#### Exercise instructions:
1. In the notes on type 2 diabetes in youth, why does insulin sensitivity normalize at the end of puberty? Answer in one to three sentences.
2. Pick up the notes on type 2 diabetes in youth after their last sentence and carry them forward.

#### Extracted text:
####
The goal of this program is to improve management of type 2 diabetes mellitus (DM) in youth. After hearing and assimilating this program, the clinician will be better able to:
Glucose homeostasis: is regulated by insulin and glucagon; when blood glucose levels drop, the pancreas releases glucagon (releases glucose from the liver) and suppresses insulin; conversely, when glucose levels rise, the pancreas increases insulin secretion (facilitates glucose uptake by tissues) and suppresses glucagon; the relationship between insulin sensitivity (action) and insulin response follows a hyperbolic curve; in states of low insulin sensitivity (eg, pregnancy, puberty), insulin secretion increases; in states of high insulin sensitivity (eg, exercise), insulin secretion decreases
Diabetes mellitus (DM): results from an imbalance between insulin action (sensitivity) and secretion; type 2 DM (T2DM) is initially characterized by a loss of insulin action compensated by increased insulin secretion; T2DM manifests when insulin secretion falls, leading to insufficient insulin; individuals with normal glucose tolerance stay on the hyperbolic curve even in states of insulin resistance; the product of insulin sensitivity and secretion (disposition index [DI]) declines even before impaired glucose tolerance or T2DM
Insulin action in youth: puberty causes transient insulin resistance; Amiel et al (1980) found that insulin sensitivity decreases during puberty in type 1 DM (T1DM) and nondiabetic youth compared with adults; another study found that changes in insulin sensitivity parallel changes in growth hormone (GH) levels; as GH levels fall at the end of puberty, insulin sensitivity normalizes; a longitudinal study showed that DI decreases during puberty in children with obesity and healthy children, affecting glucose homeostasis; although youth with obesity are 3-fold more insulin-resistant, most have excellent compensatory insulin secretion, with no difference in the trajectory of insulin sensitivity over time
Landscape of T2DM in youth: T2DM children are increasingly diagnosed through screening, though ≈11% present with diabetic ketoacidosis (DKA) and 2% with a hyperosmolar state at diagnosis; ≈67% of patients are female patients, unlike the slight male predominance in adults; almost all affected children have a family history of DM, with ≈60% having it within their nuclear family, and many have been exposed to gestational diabetes; T2DM typically emerges around puberty and is rising among youth, particularly in American Indian, Hispanic, and Black individuals; from 2001 to 2017, the prevalence doubled, mainly affecting late adolescent girls and ethnic minority groups; despite high obesity rates, T2DM incidence in youth remains low at 1 to 3 cases per 100,000/yr, affecting ≈0.034% of adolescents; many at-risk youths do not develop diabetes early, for reasons that are still unclear
T1DM and T2DM: in the TODAY study, 10% of children thought to have T2DM had autoantibodies indicating T1DM; although children with autoantibodies had lower triglycerides, higher high-density lipoprotein, lower blood pressure, and higher glycated hemoglobin A1C (HbA1c) compared with those with T2DM, insulin production was significant, with elevated body mass index Z-scores; checking for autoimmunity is important
Diagnosis of DM: a 2-hr glucose level of 200 mg/dL during an oral glucose tolerance test, fasting glucose of ≥126 mg/dL, HbA1c level of ≥6.5% (commonly used), or a random glucose level of 200 mg/dL with symptoms of DM; a confirmatory test is usually necessary
Treatment of DM: the American Diabetes Association and the International Society for Pediatric and Adolescent Diabetes recommend starting metformin if HbA1c level is <8.5% and ketoacidosis is absent; metformin is highly effective (≈90% of youth initially on insulin can be weaned off); if HbA1c is >8.5% or in the presence of acidosis or ketosis, insulin therapy is recommended (start with basal insulin of 0.5 units/kg per day and titrate every 2-3 days); treat DKA or hyperosmolar state; test for antibodies (if negative, wean off insulin)
####
[Point localization data]
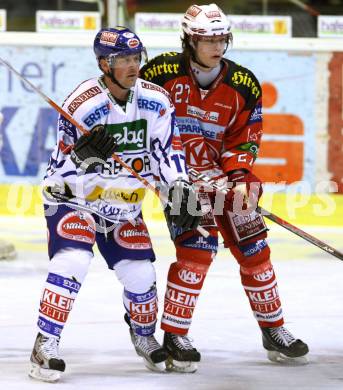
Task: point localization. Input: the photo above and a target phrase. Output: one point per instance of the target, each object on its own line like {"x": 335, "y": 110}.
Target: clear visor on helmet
{"x": 213, "y": 40}
{"x": 125, "y": 59}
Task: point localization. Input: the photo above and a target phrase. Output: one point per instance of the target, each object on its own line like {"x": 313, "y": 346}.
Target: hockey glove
{"x": 183, "y": 208}
{"x": 246, "y": 190}
{"x": 93, "y": 150}
{"x": 55, "y": 189}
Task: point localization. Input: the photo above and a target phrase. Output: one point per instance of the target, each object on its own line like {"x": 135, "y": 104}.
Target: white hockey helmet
{"x": 205, "y": 20}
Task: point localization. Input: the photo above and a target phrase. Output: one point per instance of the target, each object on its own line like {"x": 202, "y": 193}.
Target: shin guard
{"x": 260, "y": 285}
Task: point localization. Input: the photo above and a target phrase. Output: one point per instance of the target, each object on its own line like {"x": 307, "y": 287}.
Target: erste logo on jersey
{"x": 202, "y": 114}
{"x": 96, "y": 113}
{"x": 138, "y": 164}
{"x": 77, "y": 226}
{"x": 152, "y": 105}
{"x": 200, "y": 154}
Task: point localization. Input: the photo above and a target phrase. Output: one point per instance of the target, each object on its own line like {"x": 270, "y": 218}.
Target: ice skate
{"x": 45, "y": 362}
{"x": 153, "y": 354}
{"x": 7, "y": 250}
{"x": 283, "y": 347}
{"x": 183, "y": 357}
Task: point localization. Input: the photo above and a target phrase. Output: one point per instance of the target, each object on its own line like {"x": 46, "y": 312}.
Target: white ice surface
{"x": 96, "y": 344}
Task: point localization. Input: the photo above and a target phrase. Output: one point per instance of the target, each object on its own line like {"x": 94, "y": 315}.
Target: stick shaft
{"x": 60, "y": 110}
{"x": 306, "y": 236}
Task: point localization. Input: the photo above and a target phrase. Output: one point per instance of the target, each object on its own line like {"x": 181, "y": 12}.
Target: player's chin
{"x": 131, "y": 80}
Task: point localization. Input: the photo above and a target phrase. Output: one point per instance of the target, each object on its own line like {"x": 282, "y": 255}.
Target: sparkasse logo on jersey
{"x": 129, "y": 135}
{"x": 204, "y": 115}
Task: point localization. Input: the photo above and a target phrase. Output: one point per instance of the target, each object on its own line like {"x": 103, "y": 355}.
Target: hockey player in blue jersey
{"x": 134, "y": 118}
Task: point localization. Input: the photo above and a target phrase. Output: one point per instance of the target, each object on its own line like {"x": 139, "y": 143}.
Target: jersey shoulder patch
{"x": 163, "y": 68}
{"x": 244, "y": 81}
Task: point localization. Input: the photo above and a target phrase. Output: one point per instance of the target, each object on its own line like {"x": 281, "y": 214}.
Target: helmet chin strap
{"x": 114, "y": 80}
{"x": 194, "y": 58}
####
#### Answers to the tasks:
1. Changes in insulin sensitivity during puberty parallel changes in growth hormone levels. As growth hormone levels fall at the end of puberty, insulin sensitivity returns to normal.

2.
TODAY trial: the largest trial on T2DM in youth; compared 3 treatments, ie, metformin alone, metformin plus lifestyle changes, and metformin plus rosiglitazone (no longer available; pioglitazone is currently used); metformin plus rosiglitazone showed slightly better results; ≈50% of participants needed insulin ≤2 yr, reflecting a faster decline in β cell function in youth compared with adults; the prevalence of comorbid conditions (eg, dyslipidemia, hypertension, sleep apnea, and nonalcoholic fatty liver disease) was high; youth with T2DM who became pregnant were at high risk for complications; the addition of insulin for glycemic failure had limited success owing to barriers in insulin administration; HbA1c of 6.3% over 3 mo of metformin monotherapy predicted glycemic failure, suggesting the need for more aggressive treatment in youth; complications — included hypertension, kidney disease, dyslipidemia, and neuropathy; by 9 yr, ≈50% of participants developed microvascular complications (cumulative incidence, 80% at 15 yr); pregnancy complications — included high rates of preterm births, large for gestational age, and small for gestational age; 20% of pregnancies had major congenital anomalies; serious cardiovascular events were recorded
Advancement in treatment of DM: thiazolidinediones are beneficial as add-ons to metformin, especially for women; newer agents improve glycemic control, promote weight loss, and enhance cardiovascular and renal outcomes; bariatric surgery shows promise in adolescents
Thiazolidinediones: improve peripheral insulin sensitivity, reduce inflammation, and decrease liver fibrosis; they are administered once a day and are backed by evidence in youth; they improve HbA1c control (1%-2%) and metabolic dysfunction-associated steatohepatitis; adverse events (AEs) include weight gain and edema, particularly in patients with cardiac disease; however, no adverse cardiac effects were seen in youth; the risk for osteopenia is increased in postmenopausal women; the onset of action is delayed (2 wk; 2 mo to reach full effect)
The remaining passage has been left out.